**Data extracts**
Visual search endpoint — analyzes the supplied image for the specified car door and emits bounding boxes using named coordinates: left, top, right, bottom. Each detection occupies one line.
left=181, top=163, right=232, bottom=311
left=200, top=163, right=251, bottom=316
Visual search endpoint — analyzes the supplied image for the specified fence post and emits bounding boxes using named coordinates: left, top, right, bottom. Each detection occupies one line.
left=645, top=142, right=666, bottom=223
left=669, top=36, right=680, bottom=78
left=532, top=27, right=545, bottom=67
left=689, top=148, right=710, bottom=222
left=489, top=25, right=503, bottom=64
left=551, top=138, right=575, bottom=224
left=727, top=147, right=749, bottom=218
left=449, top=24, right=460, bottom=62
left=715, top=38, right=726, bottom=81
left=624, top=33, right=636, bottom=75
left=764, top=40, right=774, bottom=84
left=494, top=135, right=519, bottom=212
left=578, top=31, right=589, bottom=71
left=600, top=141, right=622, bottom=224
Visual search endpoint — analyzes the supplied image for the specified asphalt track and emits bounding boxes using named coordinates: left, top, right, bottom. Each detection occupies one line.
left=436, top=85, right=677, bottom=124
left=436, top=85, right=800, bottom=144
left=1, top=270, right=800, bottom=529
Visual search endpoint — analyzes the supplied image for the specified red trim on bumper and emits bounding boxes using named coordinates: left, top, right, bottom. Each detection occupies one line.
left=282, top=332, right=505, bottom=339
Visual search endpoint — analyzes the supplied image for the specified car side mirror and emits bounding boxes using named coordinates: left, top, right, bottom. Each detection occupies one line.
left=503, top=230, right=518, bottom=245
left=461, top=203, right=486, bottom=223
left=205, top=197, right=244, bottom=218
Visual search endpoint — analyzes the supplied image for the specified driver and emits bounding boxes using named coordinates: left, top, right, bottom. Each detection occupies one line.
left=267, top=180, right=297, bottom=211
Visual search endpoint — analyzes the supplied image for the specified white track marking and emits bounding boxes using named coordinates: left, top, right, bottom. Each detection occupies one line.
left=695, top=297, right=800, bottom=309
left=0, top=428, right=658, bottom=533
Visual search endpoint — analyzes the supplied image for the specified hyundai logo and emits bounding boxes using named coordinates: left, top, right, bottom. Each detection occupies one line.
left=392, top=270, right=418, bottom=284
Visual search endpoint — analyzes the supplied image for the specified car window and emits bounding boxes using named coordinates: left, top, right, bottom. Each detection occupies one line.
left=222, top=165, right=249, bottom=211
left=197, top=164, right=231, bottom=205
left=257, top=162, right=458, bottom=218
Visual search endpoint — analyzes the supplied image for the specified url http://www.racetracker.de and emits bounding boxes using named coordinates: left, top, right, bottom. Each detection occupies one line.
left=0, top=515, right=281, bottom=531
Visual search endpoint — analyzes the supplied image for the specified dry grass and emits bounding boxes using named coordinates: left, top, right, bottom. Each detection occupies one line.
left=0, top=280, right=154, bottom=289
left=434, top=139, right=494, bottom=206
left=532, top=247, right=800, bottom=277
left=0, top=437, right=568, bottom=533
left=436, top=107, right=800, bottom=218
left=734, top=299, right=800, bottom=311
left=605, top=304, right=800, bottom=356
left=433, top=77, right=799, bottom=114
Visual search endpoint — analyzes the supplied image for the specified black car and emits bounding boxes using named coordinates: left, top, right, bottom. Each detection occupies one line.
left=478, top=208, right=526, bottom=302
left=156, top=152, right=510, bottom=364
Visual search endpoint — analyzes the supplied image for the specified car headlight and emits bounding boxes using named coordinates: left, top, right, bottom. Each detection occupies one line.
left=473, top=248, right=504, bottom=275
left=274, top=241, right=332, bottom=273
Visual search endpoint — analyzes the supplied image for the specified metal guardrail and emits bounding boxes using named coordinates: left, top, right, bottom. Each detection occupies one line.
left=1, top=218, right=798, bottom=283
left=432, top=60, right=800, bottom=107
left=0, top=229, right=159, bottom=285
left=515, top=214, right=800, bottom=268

**Instructions to follow**
The records above should be repeated exactly. Print them all.

**Output for this task**
Visual search endpoint — analyzes the supplied image for the specified car door and emits bounding boxes using named coordinates: left, top, right, bottom. Each detection occupies one line.
left=181, top=163, right=232, bottom=311
left=200, top=163, right=251, bottom=316
Visual search endpoint — analyzes the supplied image for the specified fence post and emits bounding boxes using named coordinates: left, top, right, bottom. Each detection occupies one line.
left=645, top=142, right=666, bottom=223
left=669, top=36, right=680, bottom=78
left=532, top=27, right=545, bottom=67
left=689, top=148, right=710, bottom=222
left=489, top=25, right=503, bottom=64
left=551, top=138, right=575, bottom=224
left=727, top=147, right=749, bottom=218
left=449, top=24, right=460, bottom=62
left=715, top=38, right=726, bottom=81
left=624, top=33, right=636, bottom=75
left=764, top=40, right=774, bottom=84
left=494, top=135, right=519, bottom=212
left=578, top=31, right=589, bottom=71
left=600, top=141, right=622, bottom=224
Visual search endpoint — analyzes the supplied image for the specified asphalt track and emits bounding boxes using named coordinates: left, top, right, bottom. Each detection occupies one line.
left=436, top=85, right=677, bottom=124
left=436, top=85, right=800, bottom=144
left=1, top=270, right=800, bottom=529
Visual search endpoint — analyzes the supplied image for the specified red trim on bumper and emits bounding boxes using named coordinates: left, top, right, bottom. Each detection occupies one line.
left=282, top=332, right=505, bottom=339
Visual search endpoint — analyzes the supplied image for the specified car side mirror and emits bounding boxes using named coordinates: left, top, right, bottom. Each detection occupies one line.
left=503, top=230, right=518, bottom=245
left=461, top=203, right=486, bottom=223
left=205, top=197, right=244, bottom=218
Visual search endpoint — analyzes the supplied image for the specified driver and emits bounding boxes using named coordinates: left, top, right, bottom. Each detection occupies one line.
left=267, top=180, right=297, bottom=211
Visual search endpoint — analyzes the supplied image for the specified white track marking and emits bounding boxes using named coordinates: left, top, right, bottom. Each detection occupies one line.
left=695, top=297, right=800, bottom=309
left=0, top=428, right=658, bottom=533
Visual search endpoint — analyzes the supplied image for the specified hyundai logo and emits bounding boxes using named coordinates: left, top, right, bottom. Each detection occupies one line.
left=392, top=270, right=418, bottom=284
Visual search endpoint — analyzes the supplied image for the specified car window and emits bounding boxes using named coordinates: left, top, right, bottom. Each detection occupies one line.
left=222, top=165, right=249, bottom=211
left=197, top=164, right=231, bottom=205
left=257, top=162, right=458, bottom=218
Visual search endpoint — analyzes the supplied image for the specified url http://www.racetracker.de and emits bounding boxes using named coordinates: left, top, right, bottom. Each detection occupies one line.
left=0, top=515, right=281, bottom=531
Visual search endpoint — analyzes the supplied image for the specified dry grass and emits bounding boxes using named coordinates: left, top, right, bottom. Each detection occupies one line.
left=0, top=280, right=154, bottom=289
left=434, top=139, right=494, bottom=206
left=532, top=247, right=800, bottom=277
left=0, top=437, right=568, bottom=533
left=436, top=107, right=800, bottom=218
left=734, top=299, right=800, bottom=311
left=605, top=304, right=800, bottom=356
left=433, top=77, right=799, bottom=114
Visual search endpoint — analyzes the supplied image for the specified black car and emits bounding boxes using named coordinates: left, top, right, bottom. Each detection occupies one line.
left=478, top=208, right=526, bottom=302
left=156, top=152, right=510, bottom=364
Visual search endpoint — analyzes the supplied image for the specified car headlight and emits bounding boxes using named coordinates: left, top, right, bottom. Each detection occupies one line.
left=473, top=248, right=504, bottom=275
left=274, top=241, right=332, bottom=273
Visual search endpoint — analyzes the supplied image for the specified metal guardrail and emits bounding boxes using named coordinates: left, top, right, bottom. Each detection occupies one line.
left=1, top=218, right=798, bottom=283
left=432, top=60, right=800, bottom=107
left=0, top=229, right=159, bottom=285
left=515, top=214, right=800, bottom=268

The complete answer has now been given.